§ PAGE:
-*-*-

From: Tamar Christina <Tamar.Christina@arm.com>
To: Richard Biener <rguenther@suse.de>
Cc: Richard Earnshaw <Richard.Earnshaw@foss.arm.com>,
"gcc-patches@gcc.gnu.org" <gcc-patches@gcc.gnu.org>,
nd <nd@arm.com>
Subject: RE: [PATCH]middle-end convert negate + right shift into compare greater.
Date: Fri, 15 Oct 2021 07:48:11 +0000 [thread overview]
Message-ID: <VI1PR08MB532555ED0B6F6B80740F46C0FFB99@VI1PR08MB5325.eurprd08.prod.outlook.com> (raw)
In-Reply-To: <3rqo9r7o-9584-4n72-n252-o47ro31qn31@fhfr.qr>
[-- Attachment #1: Type: text/plain, Size: 6908 bytes --]
> >
> > +/* Fold (-x >> C) into x > 0 where C = precision(type) - 1. */ (for
> > +cst (INTEGER_CST VECTOR_CST) (simplify
> > + (rshift (negate:s @0) cst@1)
> > + (if (!flag_wrapv)
>
> Don't test flag_wrapv directly, instead use the appropriate
> TYPE_OVERFLOW_{UNDEFINED,WRAPS} predicates. But I'm not sure what
> we are protecting against? Right-shift of signed integers is implementation-
> defined and GCC treats it as you'd expect, sign-extending the result.
>
It's protecting against the overflow of the negate on INT_MIN. When wrapping
overflows are enabled the results would be wrong.
> > + (with { tree ctype = TREE_TYPE (@0);
> > + tree stype = TREE_TYPE (@1);
> > + tree bt = truth_type_for (ctype); }
> > + (switch
> > + /* Handle scalar case. */
> > + (if (INTEGRAL_TYPE_P (ctype)
> > + && !VECTOR_TYPE_P (ctype)
> > + && !TYPE_UNSIGNED (ctype)
> > + && canonicalize_math_after_vectorization_p ()
> > + && wi::eq_p (wi::to_wide (@1), TYPE_PRECISION (stype) - 1))
> > + (convert:bt (gt:bt @0 { build_zero_cst (stype); })))
>
> I'm not sure why the result is of type 'bt' rather than the original type of the
> expression?
That was to satisfy some RTL check that expected results of comparisons to always
be a Boolean, though for scalar that logically always is the case, I just added it
for consistency.
>
> In that regard for non-vectors we'd have to add the sign extension from
> unsigned bool, in the vector case we'd hope the type of the comparison is
> correct. I think in both cases it might be convenient to use
>
> (cond (gt:bt @0 { build_zero_cst (ctype); }) { build_all_ones_cst (ctype); }
> { build_zero_cost (ctype); })

-*-*-

§ SUPPLIED DATA:
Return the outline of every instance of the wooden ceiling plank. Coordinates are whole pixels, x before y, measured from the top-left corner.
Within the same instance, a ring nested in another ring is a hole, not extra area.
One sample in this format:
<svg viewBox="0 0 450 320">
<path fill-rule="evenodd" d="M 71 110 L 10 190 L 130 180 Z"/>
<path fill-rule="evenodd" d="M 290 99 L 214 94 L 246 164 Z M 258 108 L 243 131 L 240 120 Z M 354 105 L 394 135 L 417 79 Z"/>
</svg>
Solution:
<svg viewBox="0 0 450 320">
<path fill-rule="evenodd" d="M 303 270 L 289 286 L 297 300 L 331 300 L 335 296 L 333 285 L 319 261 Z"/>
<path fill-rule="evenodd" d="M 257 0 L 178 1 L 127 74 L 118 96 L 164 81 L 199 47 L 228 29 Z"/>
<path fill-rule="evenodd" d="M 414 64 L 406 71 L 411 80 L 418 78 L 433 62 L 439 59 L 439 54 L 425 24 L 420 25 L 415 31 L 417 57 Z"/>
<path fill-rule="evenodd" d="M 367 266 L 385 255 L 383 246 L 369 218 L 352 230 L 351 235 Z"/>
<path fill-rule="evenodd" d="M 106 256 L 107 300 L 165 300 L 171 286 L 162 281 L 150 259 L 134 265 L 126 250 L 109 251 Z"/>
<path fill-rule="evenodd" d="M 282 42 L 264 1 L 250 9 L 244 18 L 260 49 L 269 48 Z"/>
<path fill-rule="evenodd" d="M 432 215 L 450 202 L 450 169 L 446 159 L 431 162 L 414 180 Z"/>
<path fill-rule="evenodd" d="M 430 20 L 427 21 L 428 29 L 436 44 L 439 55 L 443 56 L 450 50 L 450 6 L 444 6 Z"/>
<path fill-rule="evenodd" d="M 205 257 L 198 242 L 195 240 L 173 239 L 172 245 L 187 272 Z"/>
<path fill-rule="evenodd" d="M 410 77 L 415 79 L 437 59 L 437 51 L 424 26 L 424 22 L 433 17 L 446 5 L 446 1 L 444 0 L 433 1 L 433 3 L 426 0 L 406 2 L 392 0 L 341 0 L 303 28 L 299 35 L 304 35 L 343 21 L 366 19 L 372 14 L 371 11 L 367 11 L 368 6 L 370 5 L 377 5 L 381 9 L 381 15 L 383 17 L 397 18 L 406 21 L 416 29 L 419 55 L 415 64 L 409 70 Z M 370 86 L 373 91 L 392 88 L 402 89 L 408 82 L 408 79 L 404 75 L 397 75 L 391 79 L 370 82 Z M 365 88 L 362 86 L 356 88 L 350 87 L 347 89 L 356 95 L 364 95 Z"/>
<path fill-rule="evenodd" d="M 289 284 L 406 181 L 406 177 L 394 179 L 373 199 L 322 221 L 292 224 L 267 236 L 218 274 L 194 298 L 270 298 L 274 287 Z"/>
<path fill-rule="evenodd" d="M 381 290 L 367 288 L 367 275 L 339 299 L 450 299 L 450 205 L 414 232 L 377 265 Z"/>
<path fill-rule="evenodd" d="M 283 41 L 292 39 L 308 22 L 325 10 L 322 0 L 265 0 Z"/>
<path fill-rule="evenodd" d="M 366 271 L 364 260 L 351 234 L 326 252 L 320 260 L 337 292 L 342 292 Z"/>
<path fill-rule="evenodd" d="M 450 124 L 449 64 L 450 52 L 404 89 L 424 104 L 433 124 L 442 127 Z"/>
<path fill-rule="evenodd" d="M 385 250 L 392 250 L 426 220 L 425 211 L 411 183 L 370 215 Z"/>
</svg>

-*-*-

§ DIRECTIONS:
**1.** In the patch email, what is the flag_wrapv check said to protect against?
**2.** Reproduce the patch email from "Date: Fri, 15" to "sign-extending the result.".
**3.** Extend the patch email past its last line with the next part of the message.
The lines are not needed for any of the tasks.

§ RESPONSES FOR EACH TASK:
**1.** It protects against overflow of the negate on INT_MIN.

**2.**
Date: Fri, 15 Oct 2021 07:48:11 +0000 [thread overview]
Message-ID: <VI1PR08MB532555ED0B6F6B80740F46C0FFB99@VI1PR08MB5325.eurprd08.prod.outlook.com> (raw)
In-Reply-To: <3rqo9r7o-9584-4n72-n252-o47ro31qn31@fhfr.qr>
[-- Attachment #1: Type: text/plain, Size: 6908 bytes --]
> >
> > +/* Fold (-x >> C) into x > 0 where C = precision(type) - 1. */ (for
> > +cst (INTEGER_CST VECTOR_CST) (simplify
> > + (rshift (negate:s @0) cst@1)
> > + (if (!flag_wrapv)
>
> Don't test flag_wrapv directly, instead use the appropriate
> TYPE_OVERFLOW_{UNDEFINED,WRAPS} predicates. But I'm not sure what
> we are protecting against? Right-shift of signed integers is implementation-
> defined and GCC treats it as you'd expect, sign-extending the result.

**3.**
>
> to compute the correct result and rely on (cond ..) simplifications to simplify
> that if possible.
>
> Btw, 'stype' should be irrelevant - you need to look at the precision of 'ctype',
> no?
I was working under the assumption that both input types must have the same
precision, but turns out that assumption doesn't need to hold.
New version attached.
Bootstrapped Regtested on aarch64-none-linux-gnu,
x86_64-pc-linux-gnu and no regressions.
Ok for master?
Thanks,
Tamar
gcc/ChangeLog:
* match.pd: New negate+shift pattern.
gcc/testsuite/ChangeLog:
* gcc.dg/signbit-2.c: New test.
* gcc.dg/signbit-3.c: New test.
* gcc.target/aarch64/signbit-1.c: New test.
--- inline copy of patch ---
diff --git a/gcc/match.pd b/gcc/match.pd
index 7d2a24dbc5e9644a09968f877e12a824d8ba1caa..9532cae582e152cae6e22fcce95a9744a844e3c2 100644
--- a/gcc/match.pd
+++ b/gcc/match.pd
@@ -38,7 +38,8 @@ along with GCC; see the file COPYING3. If not see
uniform_integer_cst_p
HONOR_NANS
uniform_vector_p
- bitmask_inv_cst_vector_p)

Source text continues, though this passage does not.